Description of the task.
Leaving out the pictures, retype exactly the lines from the one holding "output: one SVG" through the end of the material.

▶

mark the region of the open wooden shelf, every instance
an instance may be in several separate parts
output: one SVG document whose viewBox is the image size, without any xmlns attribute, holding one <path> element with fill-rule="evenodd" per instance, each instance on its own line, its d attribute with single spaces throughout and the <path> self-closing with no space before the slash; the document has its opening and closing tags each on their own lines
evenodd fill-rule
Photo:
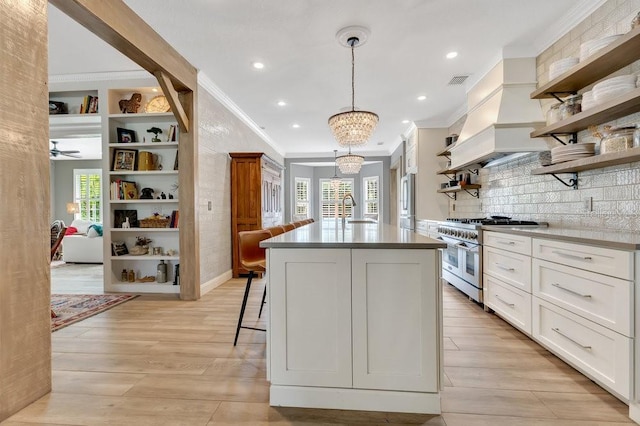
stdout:
<svg viewBox="0 0 640 426">
<path fill-rule="evenodd" d="M 444 151 L 440 151 L 439 153 L 436 154 L 437 157 L 448 157 L 451 155 L 451 151 L 449 151 L 449 148 L 451 147 L 451 145 L 449 145 L 448 147 L 446 147 L 444 149 Z"/>
<path fill-rule="evenodd" d="M 540 167 L 532 170 L 531 174 L 548 175 L 555 173 L 576 173 L 585 170 L 600 169 L 602 167 L 617 166 L 619 164 L 633 163 L 635 161 L 640 161 L 640 148 L 631 148 L 625 151 L 594 155 L 593 157 Z"/>
<path fill-rule="evenodd" d="M 553 93 L 575 93 L 638 59 L 640 59 L 640 27 L 629 31 L 585 61 L 540 87 L 531 93 L 531 98 L 553 98 Z"/>
<path fill-rule="evenodd" d="M 480 189 L 482 188 L 481 185 L 458 185 L 458 186 L 452 186 L 450 188 L 442 188 L 442 189 L 438 189 L 438 192 L 440 194 L 446 194 L 449 192 L 460 192 L 460 191 L 465 191 L 465 190 L 471 190 L 471 189 Z"/>
<path fill-rule="evenodd" d="M 531 132 L 531 137 L 541 138 L 553 134 L 576 133 L 591 125 L 606 123 L 638 111 L 640 111 L 640 88 Z"/>
</svg>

◀

Task solution.
output: one SVG document whose viewBox is the image size, without any xmlns attribute, holding one <path> element with fill-rule="evenodd" per instance, each instance on its own line, its d attribute with single spaces throughout and the <path> self-closing with no space before the slash; the document has its opening and closing tags each on their own lines
evenodd fill-rule
Photo:
stdout:
<svg viewBox="0 0 640 426">
<path fill-rule="evenodd" d="M 444 151 L 440 151 L 439 153 L 436 154 L 437 157 L 448 157 L 451 155 L 451 151 L 449 151 L 449 148 L 451 147 L 451 145 L 449 145 L 448 147 L 446 147 L 444 149 Z"/>
<path fill-rule="evenodd" d="M 540 167 L 532 170 L 531 174 L 548 175 L 555 173 L 576 173 L 585 170 L 600 169 L 602 167 L 617 166 L 619 164 L 633 163 L 635 161 L 640 161 L 640 148 L 631 148 L 625 151 L 594 155 L 593 157 Z"/>
<path fill-rule="evenodd" d="M 553 93 L 575 93 L 638 59 L 640 59 L 640 27 L 629 31 L 585 61 L 540 87 L 531 93 L 531 98 L 553 98 Z"/>
<path fill-rule="evenodd" d="M 480 189 L 482 188 L 481 185 L 458 185 L 458 186 L 452 186 L 450 188 L 442 188 L 442 189 L 438 189 L 438 192 L 440 194 L 446 194 L 449 192 L 460 192 L 460 191 L 465 191 L 465 190 L 471 190 L 471 189 Z"/>
<path fill-rule="evenodd" d="M 531 132 L 531 137 L 541 138 L 553 134 L 576 133 L 591 125 L 606 123 L 638 111 L 640 111 L 640 88 Z"/>
</svg>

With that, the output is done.